* TASK GOAL *
Skip every line before the one containing "of the rock.", then copy that line and the rest of the entries below exactly, through the last line.

BEGIN ENTRIES SHOWN

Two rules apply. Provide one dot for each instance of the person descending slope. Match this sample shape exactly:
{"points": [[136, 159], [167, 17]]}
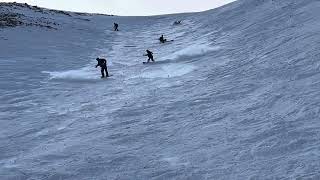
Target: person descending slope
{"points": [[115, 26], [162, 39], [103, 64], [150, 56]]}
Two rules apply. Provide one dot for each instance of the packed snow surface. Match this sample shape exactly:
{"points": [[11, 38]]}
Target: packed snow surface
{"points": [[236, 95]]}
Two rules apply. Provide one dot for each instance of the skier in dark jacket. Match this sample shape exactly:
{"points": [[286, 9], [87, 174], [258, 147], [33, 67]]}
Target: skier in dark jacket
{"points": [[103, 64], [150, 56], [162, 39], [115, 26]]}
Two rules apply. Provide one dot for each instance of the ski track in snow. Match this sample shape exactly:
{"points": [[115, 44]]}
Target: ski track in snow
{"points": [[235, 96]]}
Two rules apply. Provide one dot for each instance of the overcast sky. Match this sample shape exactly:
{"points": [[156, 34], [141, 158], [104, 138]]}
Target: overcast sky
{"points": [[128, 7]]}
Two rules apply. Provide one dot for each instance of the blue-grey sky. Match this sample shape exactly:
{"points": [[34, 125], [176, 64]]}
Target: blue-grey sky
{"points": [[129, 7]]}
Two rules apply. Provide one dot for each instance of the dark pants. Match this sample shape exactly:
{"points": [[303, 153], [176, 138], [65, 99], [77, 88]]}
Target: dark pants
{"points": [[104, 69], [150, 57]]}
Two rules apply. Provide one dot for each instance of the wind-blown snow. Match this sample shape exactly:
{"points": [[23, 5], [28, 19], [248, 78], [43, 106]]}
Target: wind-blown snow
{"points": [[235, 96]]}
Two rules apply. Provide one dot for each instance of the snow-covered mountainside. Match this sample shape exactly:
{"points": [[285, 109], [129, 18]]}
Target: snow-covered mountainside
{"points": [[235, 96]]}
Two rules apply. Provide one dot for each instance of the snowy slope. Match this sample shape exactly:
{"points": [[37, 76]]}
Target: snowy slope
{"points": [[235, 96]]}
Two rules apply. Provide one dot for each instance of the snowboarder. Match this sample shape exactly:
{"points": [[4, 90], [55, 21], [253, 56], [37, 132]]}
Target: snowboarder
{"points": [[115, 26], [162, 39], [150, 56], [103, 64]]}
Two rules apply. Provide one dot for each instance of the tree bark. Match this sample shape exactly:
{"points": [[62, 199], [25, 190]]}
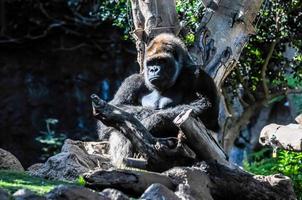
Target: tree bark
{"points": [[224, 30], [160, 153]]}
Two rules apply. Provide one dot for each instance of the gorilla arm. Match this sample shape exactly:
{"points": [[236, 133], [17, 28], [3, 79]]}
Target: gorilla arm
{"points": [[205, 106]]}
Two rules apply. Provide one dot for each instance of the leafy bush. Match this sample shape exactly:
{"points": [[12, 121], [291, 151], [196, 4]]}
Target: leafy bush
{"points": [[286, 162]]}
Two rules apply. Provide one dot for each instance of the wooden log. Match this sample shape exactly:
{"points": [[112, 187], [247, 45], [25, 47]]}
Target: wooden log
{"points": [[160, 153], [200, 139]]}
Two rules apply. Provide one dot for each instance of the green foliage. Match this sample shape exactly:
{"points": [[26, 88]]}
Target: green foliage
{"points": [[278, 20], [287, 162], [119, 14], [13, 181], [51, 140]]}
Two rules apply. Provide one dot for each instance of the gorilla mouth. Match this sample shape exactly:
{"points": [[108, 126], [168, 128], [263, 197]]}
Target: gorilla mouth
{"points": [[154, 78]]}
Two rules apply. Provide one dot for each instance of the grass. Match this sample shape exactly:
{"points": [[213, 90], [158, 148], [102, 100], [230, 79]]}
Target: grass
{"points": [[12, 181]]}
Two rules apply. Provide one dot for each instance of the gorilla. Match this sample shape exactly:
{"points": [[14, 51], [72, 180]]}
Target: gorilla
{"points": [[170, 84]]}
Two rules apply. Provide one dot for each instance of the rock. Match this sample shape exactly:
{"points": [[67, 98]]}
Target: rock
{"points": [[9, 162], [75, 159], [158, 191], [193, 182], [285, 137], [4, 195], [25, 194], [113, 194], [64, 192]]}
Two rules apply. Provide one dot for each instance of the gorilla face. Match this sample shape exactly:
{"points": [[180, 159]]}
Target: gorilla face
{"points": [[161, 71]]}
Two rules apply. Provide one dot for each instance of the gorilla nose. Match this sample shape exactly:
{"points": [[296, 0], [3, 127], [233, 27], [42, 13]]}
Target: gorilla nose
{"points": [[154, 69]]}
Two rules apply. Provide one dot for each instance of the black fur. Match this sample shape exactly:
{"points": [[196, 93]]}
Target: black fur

END ENTRIES SHOWN

* SOLUTION TO THIS EXERCISE *
Two rules apply. Provide one dot for each instance of the rock. Match this sample shape exactly:
{"points": [[67, 98]]}
Target: rock
{"points": [[9, 162], [75, 159], [158, 191], [193, 182], [285, 137], [4, 195], [25, 194], [113, 194], [64, 192]]}
Two rules apply. Provide one dot for each instance of the gorilla face. Match this sample shape exactly:
{"points": [[180, 159]]}
Target: gorilla face
{"points": [[161, 71]]}
Two rules apply. Provide one dot for each instance of the gorilla nose. Match this sample shape exactly:
{"points": [[296, 0], [3, 127], [233, 27], [42, 13]]}
Target: gorilla nose
{"points": [[154, 69]]}
Two rules apply. Provide one dot for each instance of the black fur. Match this sample shape exactly:
{"points": [[196, 93]]}
Target: black fur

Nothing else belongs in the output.